Set exercise 1 - Scale the listing from its first line through the line containing "[393,81,420,104]", both ends included. Write out every line of that part again, changing only the bounding-box coordinates, each multiplied by 0.35 and rounded to a whole number with halves rounded up.

Text extract -
On appeal to this court, Mr. Newhouse contends that the Veterans Court overstepped its jurisdictional bounds by concluding that VA’s failure to comply with the VCAA was harmless. Mr. Newhouse also contends that remand is appropriate because the Board failed to address each *1301 item of evidence in the record when it rendered its decision. We address each of Mr. Newhouse’s contentions in turn.

DISCUSSION

I.

The scope of our review of a Veterans Court decision is limited by statute. See 38 U.S.C. § 7292 (2006). Under § 7292(a), we may review a decision by the Veterans Court with respect to the validity of “any statute or regulation ... or any interpretation thereof (other than a determination as to a factual matter) that was relied on by the [Veterans] Court in making the decision.” We must affirm a Veterans Court decision unless it is “(A) arbitrary, capricious, an abuse of discretion, or otherwise not in accordance with law; (B) contrary to constitutional right, power, privilege, or immunity; (C) in excess of statutory jurisdiction, authority, or limitations, or in violation of a statutory right; or (D) without observance of procedure required by law.” 38 U.S.C. § 7292(d)(2). We review interpretation of statutes and regulations by the Veterans Court de novo. Smith v. Nicholson, 451 F.3d 1344, 1347 (Fed.Cir.2006).

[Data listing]
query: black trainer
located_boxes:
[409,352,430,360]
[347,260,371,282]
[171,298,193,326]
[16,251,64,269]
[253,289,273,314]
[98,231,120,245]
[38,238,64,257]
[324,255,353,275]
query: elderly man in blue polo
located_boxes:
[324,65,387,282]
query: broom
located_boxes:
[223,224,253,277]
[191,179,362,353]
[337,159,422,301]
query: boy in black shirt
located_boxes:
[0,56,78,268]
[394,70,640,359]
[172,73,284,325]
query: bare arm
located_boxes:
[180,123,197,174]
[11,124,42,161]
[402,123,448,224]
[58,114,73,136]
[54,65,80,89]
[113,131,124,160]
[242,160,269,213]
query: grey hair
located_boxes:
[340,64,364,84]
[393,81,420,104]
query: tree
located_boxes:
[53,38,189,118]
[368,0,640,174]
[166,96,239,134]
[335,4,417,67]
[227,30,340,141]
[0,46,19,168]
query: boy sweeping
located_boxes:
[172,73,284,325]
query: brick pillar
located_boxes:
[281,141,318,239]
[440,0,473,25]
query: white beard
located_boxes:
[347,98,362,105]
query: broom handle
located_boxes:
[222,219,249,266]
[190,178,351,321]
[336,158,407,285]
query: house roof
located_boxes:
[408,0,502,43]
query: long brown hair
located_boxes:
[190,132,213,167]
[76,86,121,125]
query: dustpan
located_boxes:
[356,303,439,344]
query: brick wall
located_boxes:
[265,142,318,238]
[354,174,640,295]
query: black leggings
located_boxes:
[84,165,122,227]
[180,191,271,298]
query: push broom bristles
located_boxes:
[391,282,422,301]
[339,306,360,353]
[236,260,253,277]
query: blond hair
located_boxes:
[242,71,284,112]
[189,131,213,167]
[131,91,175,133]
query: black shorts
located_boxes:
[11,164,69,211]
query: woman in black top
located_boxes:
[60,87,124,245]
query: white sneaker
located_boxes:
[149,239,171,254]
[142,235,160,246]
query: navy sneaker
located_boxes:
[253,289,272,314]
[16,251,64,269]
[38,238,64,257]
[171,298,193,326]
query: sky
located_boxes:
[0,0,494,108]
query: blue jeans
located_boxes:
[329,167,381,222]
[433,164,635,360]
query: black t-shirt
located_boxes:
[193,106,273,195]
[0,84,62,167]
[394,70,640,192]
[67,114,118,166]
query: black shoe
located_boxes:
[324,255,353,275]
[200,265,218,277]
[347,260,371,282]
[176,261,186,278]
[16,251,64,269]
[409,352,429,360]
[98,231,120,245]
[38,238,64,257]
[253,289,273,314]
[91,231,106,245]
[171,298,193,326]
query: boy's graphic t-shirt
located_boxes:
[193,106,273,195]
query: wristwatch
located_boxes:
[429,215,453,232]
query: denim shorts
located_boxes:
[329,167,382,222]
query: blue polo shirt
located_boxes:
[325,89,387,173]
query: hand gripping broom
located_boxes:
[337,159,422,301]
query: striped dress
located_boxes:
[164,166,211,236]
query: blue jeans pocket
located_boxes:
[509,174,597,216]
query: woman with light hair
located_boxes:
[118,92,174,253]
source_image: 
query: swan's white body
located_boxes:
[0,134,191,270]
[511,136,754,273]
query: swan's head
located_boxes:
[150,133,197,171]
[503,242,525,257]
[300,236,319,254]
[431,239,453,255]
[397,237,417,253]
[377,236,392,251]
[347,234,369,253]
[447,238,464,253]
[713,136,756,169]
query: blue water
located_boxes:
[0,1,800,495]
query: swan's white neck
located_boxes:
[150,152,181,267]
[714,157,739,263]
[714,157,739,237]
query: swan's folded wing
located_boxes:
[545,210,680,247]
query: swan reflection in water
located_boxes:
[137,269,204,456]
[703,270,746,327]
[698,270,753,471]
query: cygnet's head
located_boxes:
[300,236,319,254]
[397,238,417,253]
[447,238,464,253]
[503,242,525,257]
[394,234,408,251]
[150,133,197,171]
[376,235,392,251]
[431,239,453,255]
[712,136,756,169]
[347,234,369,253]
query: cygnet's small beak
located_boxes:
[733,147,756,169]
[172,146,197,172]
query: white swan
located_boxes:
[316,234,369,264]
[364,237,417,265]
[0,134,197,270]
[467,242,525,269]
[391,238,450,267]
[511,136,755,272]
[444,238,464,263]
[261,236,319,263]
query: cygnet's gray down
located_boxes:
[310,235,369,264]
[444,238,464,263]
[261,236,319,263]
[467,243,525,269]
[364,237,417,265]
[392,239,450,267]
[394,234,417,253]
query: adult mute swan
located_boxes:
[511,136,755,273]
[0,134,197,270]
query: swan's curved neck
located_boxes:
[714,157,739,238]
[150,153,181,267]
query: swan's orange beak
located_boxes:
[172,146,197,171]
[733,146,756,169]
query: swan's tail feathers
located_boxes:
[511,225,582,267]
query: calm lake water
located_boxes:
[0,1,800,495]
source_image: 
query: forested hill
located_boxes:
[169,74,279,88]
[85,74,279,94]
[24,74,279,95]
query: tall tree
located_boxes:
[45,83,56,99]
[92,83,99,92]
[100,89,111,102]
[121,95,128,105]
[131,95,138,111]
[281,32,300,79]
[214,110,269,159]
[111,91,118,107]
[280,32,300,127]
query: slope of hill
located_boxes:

Set exercise 2 -
Answer these questions about the appeal text:
(a) Which statute limits the scope of the court's review of a Veterans Court decision?
(b) How does the court review the Veterans Court's interpretation of statutes and regulations?
(c) According to Mr. Newhouse, what did the Board fail to do when it rendered its decision?

Final answer 1 -
query: black trainer
located_boxes:
[143,123,151,126]
[121,91,130,99]
[60,104,68,114]
[6,88,22,94]
[89,101,96,110]
[34,81,42,86]
[13,83,22,90]
[113,89,124,96]
query: elderly man in blue polo
located_boxes:
[113,23,135,99]
query: broom
located_boxes:
[78,78,89,97]
[67,63,127,124]
[118,56,148,105]
query: boy in black shirt
located_boxes:
[0,20,27,94]
[138,25,224,126]
[60,26,99,114]
query: bare arm
located_boxes:
[63,43,69,61]
[4,43,15,56]
[141,43,157,78]
[20,40,26,48]
[19,23,28,31]
[40,46,43,56]
[85,56,94,75]
query: grey hair
located_boxes:
[119,22,127,29]
[138,28,147,36]

Final answer 2 -
(a) 38 U.S.C. § 7292.
(b) De novo.
(c) It failed to address each item of evidence in the record.